TASK BRIEF | Your answer should be the records below, repeated exactly as they stand.

____ DATASET

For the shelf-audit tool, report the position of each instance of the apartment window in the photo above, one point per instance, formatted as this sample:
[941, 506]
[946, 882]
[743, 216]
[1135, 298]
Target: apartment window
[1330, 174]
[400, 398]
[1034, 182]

________

COMPLETED TASK |
For the shelf-audit tool, report the position of each instance of the apartment window in the photo above, one point per instance, formatted as this sample:
[941, 506]
[946, 882]
[743, 216]
[1135, 298]
Target: apartment window
[1330, 174]
[400, 398]
[1034, 182]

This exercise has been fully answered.